■ TASK TO CARRY OUT
Extract each of the entries below and reproduce every line of them unchanged.

+++++

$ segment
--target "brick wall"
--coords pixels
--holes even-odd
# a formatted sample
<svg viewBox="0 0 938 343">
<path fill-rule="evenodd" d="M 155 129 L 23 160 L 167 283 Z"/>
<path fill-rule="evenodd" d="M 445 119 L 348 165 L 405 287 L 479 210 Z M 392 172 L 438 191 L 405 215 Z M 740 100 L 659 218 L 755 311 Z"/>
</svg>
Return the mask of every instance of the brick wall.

+++++

■ THE ANSWER
$ segment
--target "brick wall"
--coords pixels
--holes even-odd
# a formatted sample
<svg viewBox="0 0 938 343">
<path fill-rule="evenodd" d="M 155 129 L 23 160 L 167 283 Z"/>
<path fill-rule="evenodd" d="M 445 119 L 348 165 L 405 287 L 479 210 Z M 392 172 L 438 191 L 405 215 Z M 740 100 L 659 218 L 755 311 Z"/>
</svg>
Return the mask of every instance of the brick wall.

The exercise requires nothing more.